Required work:
Rewrite all of the records below, renaming every "TARGET" to "OBJECT" and keeping everything else the same. Leave the pictures out of your answer.

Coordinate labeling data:
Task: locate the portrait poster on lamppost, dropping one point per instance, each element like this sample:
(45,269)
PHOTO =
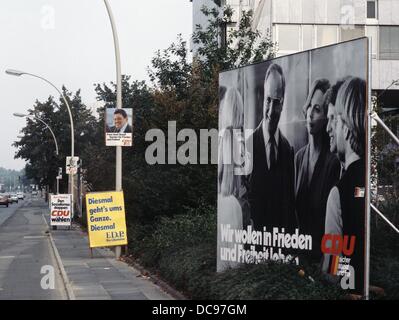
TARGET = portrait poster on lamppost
(118,127)
(293,161)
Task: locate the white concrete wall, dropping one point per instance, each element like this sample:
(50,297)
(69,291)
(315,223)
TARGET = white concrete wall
(388,12)
(319,11)
(383,73)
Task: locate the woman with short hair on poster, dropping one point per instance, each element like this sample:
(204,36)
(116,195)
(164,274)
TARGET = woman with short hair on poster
(316,170)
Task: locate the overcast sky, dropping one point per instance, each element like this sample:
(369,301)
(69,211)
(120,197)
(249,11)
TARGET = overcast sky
(70,42)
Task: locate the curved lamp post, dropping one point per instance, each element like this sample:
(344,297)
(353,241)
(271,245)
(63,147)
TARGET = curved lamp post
(118,165)
(21,115)
(19,73)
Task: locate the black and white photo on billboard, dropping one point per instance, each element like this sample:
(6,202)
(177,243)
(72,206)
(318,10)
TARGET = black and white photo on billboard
(292,165)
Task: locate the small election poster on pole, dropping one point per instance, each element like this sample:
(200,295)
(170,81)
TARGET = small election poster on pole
(60,210)
(106,220)
(118,127)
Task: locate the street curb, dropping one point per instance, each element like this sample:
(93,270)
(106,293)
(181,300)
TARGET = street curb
(154,279)
(64,276)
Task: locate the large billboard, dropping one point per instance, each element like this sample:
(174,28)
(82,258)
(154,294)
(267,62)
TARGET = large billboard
(292,162)
(106,220)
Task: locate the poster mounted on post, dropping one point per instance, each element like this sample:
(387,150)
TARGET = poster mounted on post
(60,210)
(106,220)
(118,127)
(293,167)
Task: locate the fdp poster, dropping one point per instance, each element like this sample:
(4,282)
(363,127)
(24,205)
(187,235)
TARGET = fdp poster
(106,219)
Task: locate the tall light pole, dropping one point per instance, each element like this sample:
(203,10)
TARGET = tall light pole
(21,73)
(21,115)
(118,165)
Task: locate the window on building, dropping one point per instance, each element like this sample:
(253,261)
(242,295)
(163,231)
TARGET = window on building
(350,32)
(389,43)
(372,33)
(326,35)
(307,37)
(372,9)
(288,38)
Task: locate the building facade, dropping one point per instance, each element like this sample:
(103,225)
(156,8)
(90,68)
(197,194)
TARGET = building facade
(298,25)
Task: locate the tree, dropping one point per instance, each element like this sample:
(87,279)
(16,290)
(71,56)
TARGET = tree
(183,91)
(37,146)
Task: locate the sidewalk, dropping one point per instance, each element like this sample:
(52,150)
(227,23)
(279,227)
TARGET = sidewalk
(101,277)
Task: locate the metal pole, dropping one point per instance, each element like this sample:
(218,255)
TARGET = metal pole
(375,116)
(383,217)
(118,165)
(20,73)
(71,178)
(52,133)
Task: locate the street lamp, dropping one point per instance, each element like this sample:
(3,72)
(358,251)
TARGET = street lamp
(118,164)
(19,73)
(21,115)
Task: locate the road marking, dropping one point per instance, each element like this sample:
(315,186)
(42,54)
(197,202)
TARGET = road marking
(34,237)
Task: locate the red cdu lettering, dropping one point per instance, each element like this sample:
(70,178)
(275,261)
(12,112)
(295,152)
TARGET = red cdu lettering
(338,245)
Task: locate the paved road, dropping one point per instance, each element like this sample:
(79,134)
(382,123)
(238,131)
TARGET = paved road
(24,251)
(5,212)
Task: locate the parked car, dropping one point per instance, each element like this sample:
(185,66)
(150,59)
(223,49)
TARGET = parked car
(14,197)
(3,200)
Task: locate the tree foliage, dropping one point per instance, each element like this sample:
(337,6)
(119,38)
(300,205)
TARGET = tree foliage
(182,89)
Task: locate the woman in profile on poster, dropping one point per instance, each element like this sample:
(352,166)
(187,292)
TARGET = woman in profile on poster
(316,170)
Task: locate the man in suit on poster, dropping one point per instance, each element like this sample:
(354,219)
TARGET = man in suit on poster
(271,183)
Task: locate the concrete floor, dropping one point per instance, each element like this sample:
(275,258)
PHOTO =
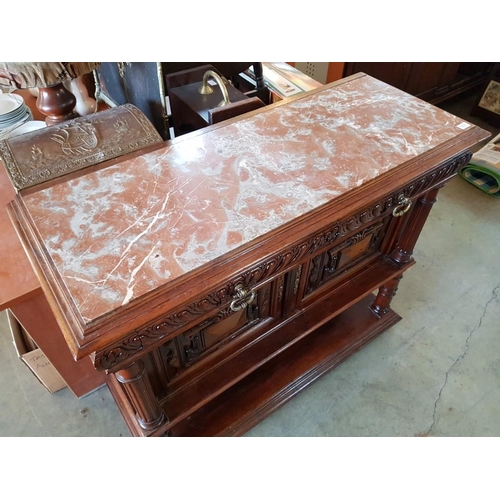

Answer to the exercise:
Task: locate the portrait poster on lamppost, dropping one point per instance, each element like this sample:
(45,269)
PHOTO =
OBJECT = portrait poster on lamppost
(118,127)
(293,161)
Task: locate the white concrete wall, dropping one point per instance, each element like this sample:
(50,297)
(69,291)
(315,223)
OBJECT = white concrete wall
(388,12)
(319,11)
(383,73)
Task: locate the woman with short hair on poster, dropping one point per instance, each element like this sample:
(204,36)
(116,195)
(164,274)
OBJECT = woman with short hair on poster
(316,170)
Task: locate the overcast sky, dropping one point per instance, each element like this sample:
(369,301)
(69,211)
(120,197)
(249,11)
OBJECT = overcast sky
(70,42)
Task: locate the curved lamp post, dropping one point per instance, each element like this sample:
(344,297)
(353,241)
(271,245)
(63,147)
OBJECT = curved lamp post
(118,165)
(21,115)
(19,73)
Task: locate the black and white photo on billboard, dropping one point per instance, each element like this sample:
(6,202)
(177,243)
(72,206)
(318,10)
OBJECT = black and white photo on billboard
(292,165)
Task: locate the small election poster on pole, dropping one point per instance, each element like this sample:
(200,295)
(170,81)
OBJECT = small election poster on pole
(60,210)
(106,220)
(118,127)
Task: locate the street curb, dropping one point per instance, each element like this sample:
(93,270)
(106,293)
(181,300)
OBJECT = street curb
(154,279)
(64,276)
Task: locate the large billboard, dropping one point per instance, each element like this sample:
(174,28)
(82,258)
(154,294)
(267,62)
OBJECT = large billboard
(292,162)
(106,220)
Task: locate the poster mounted on post, dropping one point per instance, each element like this sample:
(387,150)
OBJECT = poster mounted on post
(60,210)
(106,220)
(118,127)
(293,167)
Task: locate the fdp poster, dropping one point per instance, each element like this sample:
(4,282)
(363,127)
(24,205)
(187,235)
OBJECT = fdp poster
(106,219)
Task: locate the tall light pole, dropping one point per instance, each element like this sample:
(203,10)
OBJECT = tall light pole
(21,73)
(21,115)
(118,165)
Task: locate the window on building, dropping one point per instance, each element like this sample:
(253,261)
(242,295)
(163,231)
OBJECT = window on building
(350,32)
(389,43)
(372,33)
(326,35)
(307,37)
(372,9)
(288,38)
Task: locate the building facade, dropping one point per instance, each element like this sample:
(103,225)
(156,8)
(90,68)
(197,194)
OBJECT = building facade
(298,25)
Task: locate the tree, dropping one point per instance, each element like this sample:
(87,279)
(16,290)
(71,56)
OBJECT = tree
(183,91)
(37,146)
Task: locate the sidewalk, dropping one point per instance, each element like this sample:
(52,150)
(227,23)
(279,227)
OBJECT = sidewalk
(101,277)
Task: locate the metal pole, dropping one point per instance, each element like this sample:
(218,255)
OBJECT = metal pole
(375,116)
(383,217)
(118,165)
(20,73)
(71,178)
(52,133)
Task: locate the street lamp, dropping one point per instance, each element like this sample:
(3,72)
(358,251)
OBJECT = street lamp
(118,164)
(19,73)
(21,115)
Task: locate the road marking, dropping one point per instance, each element like this sample:
(315,186)
(42,54)
(197,202)
OBJECT = road marking
(34,237)
Task: locate the red cdu lettering, dropping one point per instance, each element like this sample:
(70,178)
(275,261)
(12,112)
(295,152)
OBJECT = red cdu lettering
(338,245)
Task: locate the paved road, dropping one point per instance, each element like this sample:
(79,134)
(382,123)
(238,131)
OBJECT = paved road
(24,251)
(5,212)
Task: locate the parked car, dropping one point per instance, each element like this sample:
(185,66)
(150,59)
(223,49)
OBJECT = parked car
(14,197)
(3,200)
Task: locate the tree foliage, dropping one point per instance, each element like this sample:
(337,6)
(119,38)
(300,205)
OBJECT = tree foliage
(182,89)
Task: locate the woman in profile on poster, dropping one point per instance, each element like this sample:
(352,166)
(187,292)
OBJECT = woman in profile on poster
(316,170)
Task: locate the man in suit on poster, dropping one point per instance, each element like this sample:
(354,219)
OBJECT = man in suit on poster
(271,183)
Task: locate the concrete floor, dropping one point per instance, each element like this sample:
(275,258)
PHOTO =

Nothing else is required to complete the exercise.